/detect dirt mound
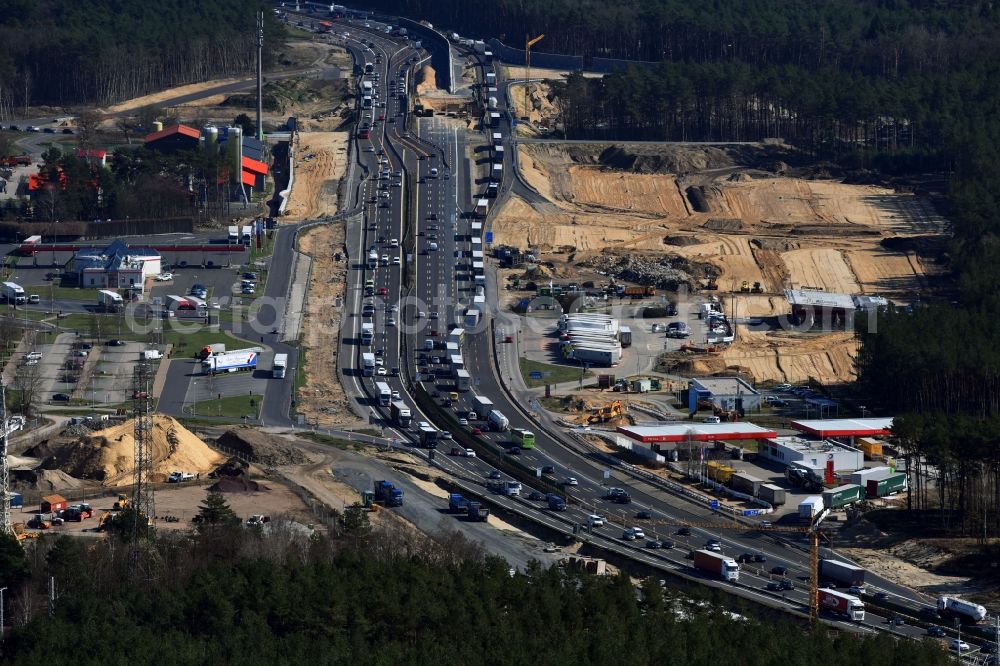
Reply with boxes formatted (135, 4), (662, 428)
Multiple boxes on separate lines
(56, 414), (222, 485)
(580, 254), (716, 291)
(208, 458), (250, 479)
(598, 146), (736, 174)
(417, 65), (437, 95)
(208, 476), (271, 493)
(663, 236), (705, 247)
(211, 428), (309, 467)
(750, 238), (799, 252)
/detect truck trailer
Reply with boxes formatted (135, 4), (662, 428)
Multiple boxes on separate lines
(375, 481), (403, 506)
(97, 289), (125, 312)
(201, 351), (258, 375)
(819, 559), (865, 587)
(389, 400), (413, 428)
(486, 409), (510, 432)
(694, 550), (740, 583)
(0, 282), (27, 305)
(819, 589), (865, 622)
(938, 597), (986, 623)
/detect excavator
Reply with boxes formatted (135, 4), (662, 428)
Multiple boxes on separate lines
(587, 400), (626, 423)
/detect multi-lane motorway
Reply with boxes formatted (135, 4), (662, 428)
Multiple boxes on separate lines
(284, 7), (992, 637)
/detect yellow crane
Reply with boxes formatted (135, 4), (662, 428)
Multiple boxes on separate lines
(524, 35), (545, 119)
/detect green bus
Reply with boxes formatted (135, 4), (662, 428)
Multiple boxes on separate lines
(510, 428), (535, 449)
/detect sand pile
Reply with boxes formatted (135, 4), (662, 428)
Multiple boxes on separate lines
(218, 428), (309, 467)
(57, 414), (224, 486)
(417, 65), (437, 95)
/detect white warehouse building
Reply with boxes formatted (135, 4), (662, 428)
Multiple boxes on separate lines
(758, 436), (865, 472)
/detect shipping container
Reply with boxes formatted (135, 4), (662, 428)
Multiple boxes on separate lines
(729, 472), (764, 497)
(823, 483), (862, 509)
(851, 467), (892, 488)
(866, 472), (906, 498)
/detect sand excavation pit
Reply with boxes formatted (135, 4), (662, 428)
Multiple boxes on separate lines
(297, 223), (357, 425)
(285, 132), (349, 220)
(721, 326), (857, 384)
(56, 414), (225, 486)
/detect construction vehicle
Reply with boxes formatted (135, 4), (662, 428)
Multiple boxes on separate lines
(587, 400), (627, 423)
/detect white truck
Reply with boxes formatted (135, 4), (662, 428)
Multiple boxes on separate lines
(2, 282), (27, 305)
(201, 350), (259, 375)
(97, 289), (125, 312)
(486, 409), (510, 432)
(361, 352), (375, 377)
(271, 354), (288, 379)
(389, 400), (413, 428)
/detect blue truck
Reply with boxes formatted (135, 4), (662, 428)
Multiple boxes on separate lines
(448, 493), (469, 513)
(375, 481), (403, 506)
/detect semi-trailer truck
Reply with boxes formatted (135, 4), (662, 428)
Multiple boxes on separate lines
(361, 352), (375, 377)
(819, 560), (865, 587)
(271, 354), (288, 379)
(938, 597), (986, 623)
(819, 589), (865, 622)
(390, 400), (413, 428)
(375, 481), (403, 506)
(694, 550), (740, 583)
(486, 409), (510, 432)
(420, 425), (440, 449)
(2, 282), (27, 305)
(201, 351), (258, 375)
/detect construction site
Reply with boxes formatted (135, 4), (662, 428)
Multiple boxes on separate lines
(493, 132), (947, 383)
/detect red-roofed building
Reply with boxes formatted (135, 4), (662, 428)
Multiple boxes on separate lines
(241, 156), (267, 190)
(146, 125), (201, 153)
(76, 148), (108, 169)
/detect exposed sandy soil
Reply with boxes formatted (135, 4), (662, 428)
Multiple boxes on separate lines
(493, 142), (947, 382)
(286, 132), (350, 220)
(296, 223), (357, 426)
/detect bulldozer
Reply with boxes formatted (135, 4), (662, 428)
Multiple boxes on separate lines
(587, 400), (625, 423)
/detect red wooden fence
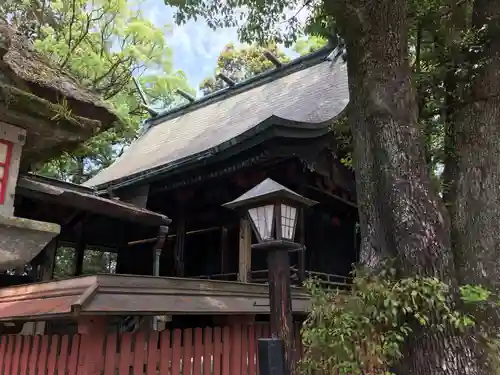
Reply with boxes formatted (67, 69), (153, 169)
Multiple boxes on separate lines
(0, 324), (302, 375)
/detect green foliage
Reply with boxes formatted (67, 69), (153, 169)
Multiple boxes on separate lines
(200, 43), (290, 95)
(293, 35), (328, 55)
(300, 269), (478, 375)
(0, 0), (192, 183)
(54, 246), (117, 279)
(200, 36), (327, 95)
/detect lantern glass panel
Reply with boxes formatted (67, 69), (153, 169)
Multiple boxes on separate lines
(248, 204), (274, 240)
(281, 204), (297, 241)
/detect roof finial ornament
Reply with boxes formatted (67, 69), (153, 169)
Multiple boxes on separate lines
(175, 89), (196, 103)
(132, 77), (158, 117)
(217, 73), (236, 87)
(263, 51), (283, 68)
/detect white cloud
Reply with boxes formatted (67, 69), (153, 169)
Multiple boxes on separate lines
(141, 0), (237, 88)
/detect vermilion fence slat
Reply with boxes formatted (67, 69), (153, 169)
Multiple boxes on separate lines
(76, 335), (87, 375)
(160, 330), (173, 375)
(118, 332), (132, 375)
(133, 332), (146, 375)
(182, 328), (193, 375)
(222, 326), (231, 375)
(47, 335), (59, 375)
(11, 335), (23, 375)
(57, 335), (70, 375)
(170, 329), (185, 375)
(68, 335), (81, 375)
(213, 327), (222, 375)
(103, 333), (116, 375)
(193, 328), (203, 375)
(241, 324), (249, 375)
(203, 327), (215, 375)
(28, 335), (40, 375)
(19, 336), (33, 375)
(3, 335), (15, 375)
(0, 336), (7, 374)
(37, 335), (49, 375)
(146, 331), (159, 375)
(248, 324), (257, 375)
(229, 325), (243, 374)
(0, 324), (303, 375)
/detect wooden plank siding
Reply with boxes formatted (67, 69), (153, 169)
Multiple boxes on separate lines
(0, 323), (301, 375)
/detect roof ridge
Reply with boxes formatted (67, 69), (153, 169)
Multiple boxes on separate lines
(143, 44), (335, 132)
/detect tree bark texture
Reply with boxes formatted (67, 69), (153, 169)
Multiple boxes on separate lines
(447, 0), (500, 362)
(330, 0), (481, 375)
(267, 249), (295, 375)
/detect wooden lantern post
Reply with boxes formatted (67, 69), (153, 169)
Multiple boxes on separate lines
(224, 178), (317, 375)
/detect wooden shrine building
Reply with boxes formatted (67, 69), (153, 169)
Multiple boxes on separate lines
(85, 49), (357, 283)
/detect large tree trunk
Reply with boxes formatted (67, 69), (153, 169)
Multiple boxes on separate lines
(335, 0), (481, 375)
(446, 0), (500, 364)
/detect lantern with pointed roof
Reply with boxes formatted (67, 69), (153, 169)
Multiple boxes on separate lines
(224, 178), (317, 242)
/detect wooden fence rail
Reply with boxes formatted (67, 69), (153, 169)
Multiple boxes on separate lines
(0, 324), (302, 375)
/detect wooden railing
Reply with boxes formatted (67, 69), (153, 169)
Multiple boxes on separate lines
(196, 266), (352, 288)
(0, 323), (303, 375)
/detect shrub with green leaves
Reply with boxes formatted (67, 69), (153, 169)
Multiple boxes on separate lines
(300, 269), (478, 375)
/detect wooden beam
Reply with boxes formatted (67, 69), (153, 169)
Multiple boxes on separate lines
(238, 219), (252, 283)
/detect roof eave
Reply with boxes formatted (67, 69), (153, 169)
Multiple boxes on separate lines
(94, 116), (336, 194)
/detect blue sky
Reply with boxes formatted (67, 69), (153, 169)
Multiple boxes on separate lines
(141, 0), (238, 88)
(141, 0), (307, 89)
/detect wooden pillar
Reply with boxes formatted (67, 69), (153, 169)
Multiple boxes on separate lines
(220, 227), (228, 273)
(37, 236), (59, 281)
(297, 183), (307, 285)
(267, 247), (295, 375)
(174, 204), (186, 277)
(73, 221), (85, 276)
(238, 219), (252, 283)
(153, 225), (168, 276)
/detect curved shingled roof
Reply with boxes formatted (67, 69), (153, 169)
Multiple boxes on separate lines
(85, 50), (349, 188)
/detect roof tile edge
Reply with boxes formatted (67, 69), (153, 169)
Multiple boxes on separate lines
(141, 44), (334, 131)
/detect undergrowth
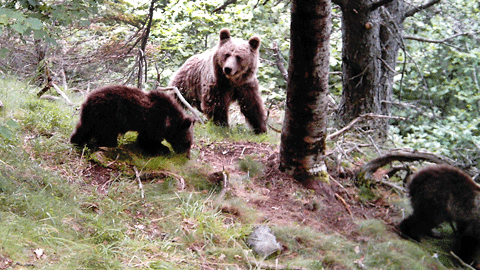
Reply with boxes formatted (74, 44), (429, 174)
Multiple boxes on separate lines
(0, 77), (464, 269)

_ _ _ _ _ _ _

Select and copy every line in the items above that contains the word "trailer".

SOLVED PROBLEM:
/detect truck trailer
/detect semi-trailer truck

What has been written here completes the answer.